A mi juicio es la concurrencia de dos conjuntos de fenómenos que producen intransigentemente los mandos más antiguos los que permiten la reproducción de estas prácticas al interior del Ejército. En primer término, la hegemonía de un elitismo conservador relativamente masificado y la valoración sobredimensionada de éstos sobre lo que le compete funcionalmente en esta sociedad (la conocida frase “el Ejército es la reserva moral del país” es ejemplar en ese sentido), derivadas de una cultura impuesta celosa y milimétricamente durante la dictadura militar.
En segundo término, la enorme distancia que existen entre el mundo civil y el militar. Sumado al consabido hecho de que el Ejército promueve el aislamiento de sus miembros en el desarrollo de una carrera que se desenvuelve en cuarteles y en el intercambio restringido casi exclusivamente con militares, es relevante considerar también la inexorable distancia entre el Estado y el Ejército: no deja de ser sintomático que los Ministros de Defensa sistemáticamente se hayan enterado de estas irregularidades de segundas fuentes, como la prensa, y que intervenga sobre meros hechos ya consumados.

## MATERIAL EXTRAÍDO
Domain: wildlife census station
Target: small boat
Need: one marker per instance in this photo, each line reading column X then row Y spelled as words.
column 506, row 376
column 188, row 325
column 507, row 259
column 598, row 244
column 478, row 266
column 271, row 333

## REQUISITOS DEL EJERCICIO
a. Según el bloque de texto, ¿por qué medio se han enterado los Ministros de Defensa de estas irregularidades?
b. Indica si cada afirmación concuerda con el bloque de texto y cita las palabras que lo deciden: (i) El Ejército promueve el aislamiento de sus miembros. (ii) La cultura de la que deriva el elitismo conservador fue impuesta después de la dictadura militar. (iii) Los Ministros de Defensa intervienen antes de que los hechos ocurran.

## TAREAS RESUELTAS
a. De segundas fuentes, como la prensa.

b.
(i) Sí: "el Ejército promueve el aislamiento de sus miembros".
(ii) No: "derivadas de una cultura impuesta celosa y milimétricamente durante la dictadura militar".
(iii) No: "intervenga sobre meros hechos ya consumados".